* Selected extract:
Two op-ed columns in the Winona Daily News provide a snapshot of the debate over the freedom to marry. In one, WDN associate editor Jerome Christenson acknowledges that when LGBT came out of the closet, their committed relationships did so as well.
The more you know, the more the freedom to marry simply looks like honored values like fairness and respect.
In the secondcolumn, Justin Kramer of St. Charles warns that same-sex marriage will lead to the legalization of polygamy, bigamy and incest. The latter will lead to the birth of children living with genetic defects, Kramer claims. Not only will the hills be full of frac sand, they'll have eyes, too. Heckova a narrative.
Christenson writes in Gay marriage? A done deal:
The Supremes may as well pack up their gavels and go home. They can rule yes or no, but the verdict will come down the same. Sure as they put on plays in Fountain City, Wis., ... it’s a done deal.
Gay marriage ... same-sex marriage ... gender-neutral marriage ... marriage designed by Satan specifically to send the entire human race directly to the pits of perdition ... call it what you like.
It’s a done deal.
I have seen the future, and it was on stage at the Fountain City city auditorium last weekend.
Playing to packed houses.
Getting lots of laughs and applause.
Look — if half a hundred rural Wisconsin senior citizens can watch two men kiss on the community theater stage and not choke on their popcorn ... for good or ill, the millennium has arrived.
I have to salute director Judee Brone for having the artistic and theatrical courage to stage “My Big Gay Italian Wedding.” It took tremendous confidence in the area community to cast such a culturally challenging production.
Where would she find convincing Brooklyn Italians in country full of -ands, -unds, -skis and -sons? A place where Franco-American is still considered ethnic? How would she keep them from saying uff-da on stage?
The gay part? No problem. There have always been a lot more gay people around here than Italians.
’Course, they say uff-da too.
The LGBT community was invisible until people started coming out. Christenson continues:
. . .Oh, looking back, well, hindsight is 20-20, and it’s pretty clear that those two spinsters were more than just roommates, just like J. Edgar Hoover and Clyde Tolson were a lot more than colleagues in fighting crime. We didn’t see what was right in front of us, or sitting in the pew next to us.
... Until somebody turned around and said, “Hey, look at me. I’m here.”
And from Rock Hudson to Mary Cheney to the kid who cut your neighbor’s grass, people were saying, “I’m here.”
And because there are so many, eventually, it was somebody we knew. Somebody we cared about. Somebody too real, too human, too good to be barred from contact with decent people, their children and their pets. Slowly, oh so slowly, we realized they were decent people too, and minds and hearts were — are — changed.
That's pretty much how it is, Bluestem agrees.

* Directions:
1/ Answer these questions about the post on the freedom-to-marry debate.
(a) According to Justin Kramer, same-sex marriage will lead to the legalization of which three things?
(b) What was the title of the play that director Judee Brone staged?
(c) Which two men does Christenson describe as "a lot more than colleagues in fighting crime"?
2/ Carry on the post about the freedom-to-marry debate, beginning after its final sentence.

* Entries supplied:

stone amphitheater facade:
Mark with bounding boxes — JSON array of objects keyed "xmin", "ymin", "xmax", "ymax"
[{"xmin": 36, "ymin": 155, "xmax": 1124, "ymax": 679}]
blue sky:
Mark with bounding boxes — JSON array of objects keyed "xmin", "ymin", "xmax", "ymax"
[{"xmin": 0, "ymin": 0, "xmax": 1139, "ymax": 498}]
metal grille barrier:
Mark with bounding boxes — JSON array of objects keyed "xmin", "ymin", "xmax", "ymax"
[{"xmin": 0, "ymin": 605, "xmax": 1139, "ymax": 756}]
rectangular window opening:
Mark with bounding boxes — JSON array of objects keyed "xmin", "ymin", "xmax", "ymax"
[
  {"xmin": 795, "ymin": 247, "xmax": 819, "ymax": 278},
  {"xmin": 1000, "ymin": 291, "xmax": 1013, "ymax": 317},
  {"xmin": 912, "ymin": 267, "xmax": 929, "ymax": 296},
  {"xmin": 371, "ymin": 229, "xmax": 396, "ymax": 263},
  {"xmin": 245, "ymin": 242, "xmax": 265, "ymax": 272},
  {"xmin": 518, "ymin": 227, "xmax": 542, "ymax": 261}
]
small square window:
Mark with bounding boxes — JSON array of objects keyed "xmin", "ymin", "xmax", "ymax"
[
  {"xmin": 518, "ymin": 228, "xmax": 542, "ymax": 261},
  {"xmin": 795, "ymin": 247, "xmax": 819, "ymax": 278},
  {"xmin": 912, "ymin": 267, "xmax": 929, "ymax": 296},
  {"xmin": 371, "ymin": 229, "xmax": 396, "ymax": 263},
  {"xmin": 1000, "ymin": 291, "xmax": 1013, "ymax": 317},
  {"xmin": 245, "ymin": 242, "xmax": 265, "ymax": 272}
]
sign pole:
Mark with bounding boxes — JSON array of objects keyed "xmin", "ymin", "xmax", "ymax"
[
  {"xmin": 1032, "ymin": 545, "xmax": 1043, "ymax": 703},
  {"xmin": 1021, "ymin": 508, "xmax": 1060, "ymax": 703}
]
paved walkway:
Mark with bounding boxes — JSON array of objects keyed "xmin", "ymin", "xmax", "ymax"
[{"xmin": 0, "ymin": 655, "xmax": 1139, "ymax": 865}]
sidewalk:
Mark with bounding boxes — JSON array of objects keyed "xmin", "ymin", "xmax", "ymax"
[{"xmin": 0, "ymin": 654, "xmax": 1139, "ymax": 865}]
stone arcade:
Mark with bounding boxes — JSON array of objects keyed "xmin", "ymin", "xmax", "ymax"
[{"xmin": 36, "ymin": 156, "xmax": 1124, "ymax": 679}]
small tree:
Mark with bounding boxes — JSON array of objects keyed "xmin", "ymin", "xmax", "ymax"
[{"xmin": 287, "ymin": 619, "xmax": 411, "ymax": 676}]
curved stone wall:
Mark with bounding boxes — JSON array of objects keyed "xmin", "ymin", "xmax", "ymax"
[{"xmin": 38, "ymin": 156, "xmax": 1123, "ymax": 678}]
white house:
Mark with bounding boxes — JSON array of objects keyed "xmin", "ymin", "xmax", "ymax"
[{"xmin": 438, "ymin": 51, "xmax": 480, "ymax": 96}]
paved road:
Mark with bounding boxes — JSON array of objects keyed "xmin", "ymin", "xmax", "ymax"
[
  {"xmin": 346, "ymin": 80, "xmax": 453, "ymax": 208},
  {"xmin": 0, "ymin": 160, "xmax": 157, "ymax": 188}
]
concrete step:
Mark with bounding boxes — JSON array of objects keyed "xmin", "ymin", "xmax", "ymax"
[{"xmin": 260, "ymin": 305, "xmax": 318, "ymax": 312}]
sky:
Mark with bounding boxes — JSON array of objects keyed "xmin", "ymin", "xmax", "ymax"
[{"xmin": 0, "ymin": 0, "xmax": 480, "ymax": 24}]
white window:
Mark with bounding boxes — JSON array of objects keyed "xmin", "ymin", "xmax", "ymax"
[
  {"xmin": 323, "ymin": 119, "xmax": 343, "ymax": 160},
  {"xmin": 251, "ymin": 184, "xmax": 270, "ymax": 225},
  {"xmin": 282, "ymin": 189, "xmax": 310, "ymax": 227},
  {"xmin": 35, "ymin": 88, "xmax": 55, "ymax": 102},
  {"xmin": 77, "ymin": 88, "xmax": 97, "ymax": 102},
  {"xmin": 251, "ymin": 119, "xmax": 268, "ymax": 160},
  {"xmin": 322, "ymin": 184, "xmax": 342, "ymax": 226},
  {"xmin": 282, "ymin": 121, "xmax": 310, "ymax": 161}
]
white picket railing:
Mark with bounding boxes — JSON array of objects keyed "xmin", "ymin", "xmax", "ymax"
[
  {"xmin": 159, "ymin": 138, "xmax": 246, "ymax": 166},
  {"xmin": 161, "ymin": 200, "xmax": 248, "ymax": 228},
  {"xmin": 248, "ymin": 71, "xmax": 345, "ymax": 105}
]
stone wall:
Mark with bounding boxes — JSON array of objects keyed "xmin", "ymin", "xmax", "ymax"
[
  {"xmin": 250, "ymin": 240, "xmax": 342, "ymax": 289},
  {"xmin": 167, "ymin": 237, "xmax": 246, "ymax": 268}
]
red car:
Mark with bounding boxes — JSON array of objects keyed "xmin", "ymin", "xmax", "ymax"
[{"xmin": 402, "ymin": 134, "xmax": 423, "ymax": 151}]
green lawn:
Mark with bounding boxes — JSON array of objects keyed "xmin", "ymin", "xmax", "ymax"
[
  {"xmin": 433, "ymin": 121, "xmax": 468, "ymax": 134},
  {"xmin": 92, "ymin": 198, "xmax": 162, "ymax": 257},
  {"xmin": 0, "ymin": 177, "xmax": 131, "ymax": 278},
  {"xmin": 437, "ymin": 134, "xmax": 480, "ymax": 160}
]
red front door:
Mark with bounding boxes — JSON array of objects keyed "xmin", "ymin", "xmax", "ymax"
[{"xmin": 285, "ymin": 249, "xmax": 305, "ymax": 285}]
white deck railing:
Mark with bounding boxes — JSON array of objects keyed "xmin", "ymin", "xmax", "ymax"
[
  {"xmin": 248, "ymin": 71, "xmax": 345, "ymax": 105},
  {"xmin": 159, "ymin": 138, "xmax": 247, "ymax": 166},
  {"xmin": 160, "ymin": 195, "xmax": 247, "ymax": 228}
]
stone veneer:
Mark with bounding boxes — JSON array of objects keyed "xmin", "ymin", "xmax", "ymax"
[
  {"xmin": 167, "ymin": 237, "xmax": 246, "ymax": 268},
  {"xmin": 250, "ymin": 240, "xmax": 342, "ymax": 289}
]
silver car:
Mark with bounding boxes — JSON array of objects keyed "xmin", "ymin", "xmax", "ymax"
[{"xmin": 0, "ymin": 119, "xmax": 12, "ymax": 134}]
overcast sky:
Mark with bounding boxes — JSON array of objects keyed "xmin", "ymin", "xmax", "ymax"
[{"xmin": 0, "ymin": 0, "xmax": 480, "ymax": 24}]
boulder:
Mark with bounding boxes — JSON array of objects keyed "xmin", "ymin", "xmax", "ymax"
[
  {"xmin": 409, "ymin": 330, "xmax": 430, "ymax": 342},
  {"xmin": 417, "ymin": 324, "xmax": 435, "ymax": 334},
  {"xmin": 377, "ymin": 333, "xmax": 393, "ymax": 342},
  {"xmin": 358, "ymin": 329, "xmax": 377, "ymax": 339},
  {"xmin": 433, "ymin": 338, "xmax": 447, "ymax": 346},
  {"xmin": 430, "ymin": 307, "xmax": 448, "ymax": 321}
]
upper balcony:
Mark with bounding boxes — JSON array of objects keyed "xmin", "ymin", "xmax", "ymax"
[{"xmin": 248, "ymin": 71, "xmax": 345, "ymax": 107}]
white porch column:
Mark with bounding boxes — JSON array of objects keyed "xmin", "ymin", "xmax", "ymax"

* Responses in order:
1/
(a) Polygamy, bigamy and incest.
(b) "My Big Gay Italian Wedding."
(c) J. Edgar Hoover and Clyde Tolson.

2/
Not in the Craven imagination of Justin Kramer, however. Let the cute boys marry, and pretty soon the polygamists will want in and the bigamists will come out, and aha! it's time for brother-sister marriage, Kramer muses in Bigamy, polygamy and the redefinition of marriage:
. . .Virtually every single argument used in favor of same-sex marriage will be easily adapted to support the polygamist cause. Polygamy will also cover group marriages or cases such as two lesbians and a gay male intermarrying each other. Such setups, albeit unrecognized by law, already exist today. Those opposing polygamy will be branded as intolerant, hateful bigots, with accusations of polyphobia becoming as commonplace as screams of homophobia.
Adultery will be redefined, with extramarital affairs permitted. In 2010, The New York Times wrote it’s an “open secret” in the LGBT community that “open relationships” are perfectly normal, and reported half of homosexual couples were in one.
Younger heterosexual couples are also seeing an increase in the practice. People imitate societal expectations and social convention; with the rise in acceptance of nonexclusive relationships and polygamy, the norm of monogamous fidelity will become a relic of the past.
That's right: gay people invented adultery. Goodness. But Kramer goes on, asserting that legalizing incest is next:
After polygamy, incest will be legalized. Concerns of genetic deformity? That argument will die because adults with dominant, hereditary genetic deformities are not banned from marrying unrelated adults. Such couples, unlike incestuous couples, are guaranteed to have children with genetic defects. Besides, gay marriage will have established marriage has nothing to do with having sexual relations for biological reproduction. Love is love, right?
We're surprised he didn't throw in box turtle love or cats and dogs living together. Truth is, the threadbare nature of arguments against marriage freedom are forcing some of its opponents to reach deep into the closets of their imaginations and pull out a horror show like this fear-mongering letter writer.
Photo: Goggle from the Hills Have Eyes. Now we can blame remakes of Wes Craven horror flicks on marriage equality, too. Or something.